#### DATA SECTION
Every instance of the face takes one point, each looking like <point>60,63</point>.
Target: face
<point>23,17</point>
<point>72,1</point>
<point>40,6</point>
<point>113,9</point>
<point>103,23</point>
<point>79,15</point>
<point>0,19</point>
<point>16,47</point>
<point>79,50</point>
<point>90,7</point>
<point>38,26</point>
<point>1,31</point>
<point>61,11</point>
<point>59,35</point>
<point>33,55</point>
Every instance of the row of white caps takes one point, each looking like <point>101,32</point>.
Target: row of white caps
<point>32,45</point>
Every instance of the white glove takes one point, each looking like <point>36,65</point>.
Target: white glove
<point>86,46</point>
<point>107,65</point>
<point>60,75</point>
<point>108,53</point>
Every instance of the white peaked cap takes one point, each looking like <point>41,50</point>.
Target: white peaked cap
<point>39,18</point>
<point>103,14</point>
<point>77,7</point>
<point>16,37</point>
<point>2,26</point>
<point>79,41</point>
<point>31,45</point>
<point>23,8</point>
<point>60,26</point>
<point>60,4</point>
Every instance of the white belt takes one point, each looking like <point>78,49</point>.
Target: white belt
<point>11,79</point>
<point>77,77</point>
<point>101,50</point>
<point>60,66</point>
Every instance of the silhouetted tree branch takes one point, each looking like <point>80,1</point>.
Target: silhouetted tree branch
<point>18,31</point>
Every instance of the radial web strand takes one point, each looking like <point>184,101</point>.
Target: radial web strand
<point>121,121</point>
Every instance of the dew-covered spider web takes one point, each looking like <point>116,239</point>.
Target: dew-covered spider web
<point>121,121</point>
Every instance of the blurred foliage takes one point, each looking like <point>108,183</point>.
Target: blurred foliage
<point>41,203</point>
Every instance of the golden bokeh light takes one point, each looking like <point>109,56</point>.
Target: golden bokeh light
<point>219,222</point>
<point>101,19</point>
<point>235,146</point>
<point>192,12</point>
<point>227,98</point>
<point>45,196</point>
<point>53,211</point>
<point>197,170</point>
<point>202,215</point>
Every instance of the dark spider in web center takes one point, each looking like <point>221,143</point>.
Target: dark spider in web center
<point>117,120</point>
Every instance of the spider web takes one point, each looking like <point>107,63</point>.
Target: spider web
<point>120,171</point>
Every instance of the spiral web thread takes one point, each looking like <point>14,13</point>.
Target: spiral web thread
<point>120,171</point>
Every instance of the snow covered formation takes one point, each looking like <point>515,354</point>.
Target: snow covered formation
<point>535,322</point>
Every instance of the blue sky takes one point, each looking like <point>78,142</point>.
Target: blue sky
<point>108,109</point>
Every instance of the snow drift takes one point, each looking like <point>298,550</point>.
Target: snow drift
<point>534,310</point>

#### EXERCISE DIRECTIONS
Copy every row above word for word, keeping the original line order.

#### PROBLEM SOLUTION
Every instance of the face takes one point, each looking like <point>60,63</point>.
Target: face
<point>23,17</point>
<point>72,1</point>
<point>40,6</point>
<point>113,9</point>
<point>103,23</point>
<point>79,15</point>
<point>0,19</point>
<point>16,47</point>
<point>79,50</point>
<point>90,7</point>
<point>38,26</point>
<point>1,31</point>
<point>61,11</point>
<point>59,35</point>
<point>33,55</point>
Every instance of the row of white caps takes one point, each looking like <point>101,32</point>.
Target: row of white caps
<point>32,45</point>
Every instance of the white glove takes one point, each looking like <point>36,65</point>.
Target: white glove
<point>86,46</point>
<point>107,65</point>
<point>60,75</point>
<point>108,53</point>
Every instance of the white peaked cap takes one point, each looking like <point>41,50</point>.
Target: white peaked cap
<point>39,18</point>
<point>103,14</point>
<point>77,7</point>
<point>16,37</point>
<point>2,26</point>
<point>79,41</point>
<point>31,45</point>
<point>23,8</point>
<point>60,26</point>
<point>60,4</point>
Every instance of the white belt takes one point, each looking like <point>78,49</point>.
Target: white belt
<point>11,79</point>
<point>77,77</point>
<point>101,50</point>
<point>60,66</point>
Every instance of the silhouetted tree branch takes one point, each looking like <point>80,1</point>.
Target: silhouetted tree branch
<point>18,31</point>
Every instance of the radial web strand takes one point, each looking like <point>184,101</point>.
Target: radial web strand
<point>121,121</point>
Every instance of the dew-covered spider web takes one point, each looking like <point>116,239</point>.
Target: dew-covered spider web
<point>121,121</point>
Every instance of the blurred foliage takes one point, each looking like <point>108,183</point>.
Target: blurred foliage
<point>41,203</point>
Every instance of the golden bokeh light takes one point, each looking like <point>109,56</point>.
Target: golden bokeh light
<point>219,222</point>
<point>101,19</point>
<point>235,146</point>
<point>192,12</point>
<point>227,98</point>
<point>45,196</point>
<point>53,211</point>
<point>197,170</point>
<point>202,215</point>
Every instance of the dark spider in web center takes one point, each looking like <point>221,143</point>.
Target: dark spider in web center
<point>117,120</point>
Every instance of the spider web takes one point, each looking like <point>107,63</point>.
Target: spider web
<point>120,171</point>
Every instance of the spiral web thread takes one point, each looking like <point>14,13</point>.
Target: spiral web thread
<point>120,171</point>
Every instance of the snow covered formation takes one point, each looking like <point>515,354</point>.
Target: snow covered formation
<point>535,322</point>
Every instance of the blue sky takes one point, each looking like <point>78,142</point>.
Target: blue sky
<point>108,109</point>
Every instance of the snow drift takes one point, each looking like <point>298,550</point>.
Target: snow drift
<point>534,310</point>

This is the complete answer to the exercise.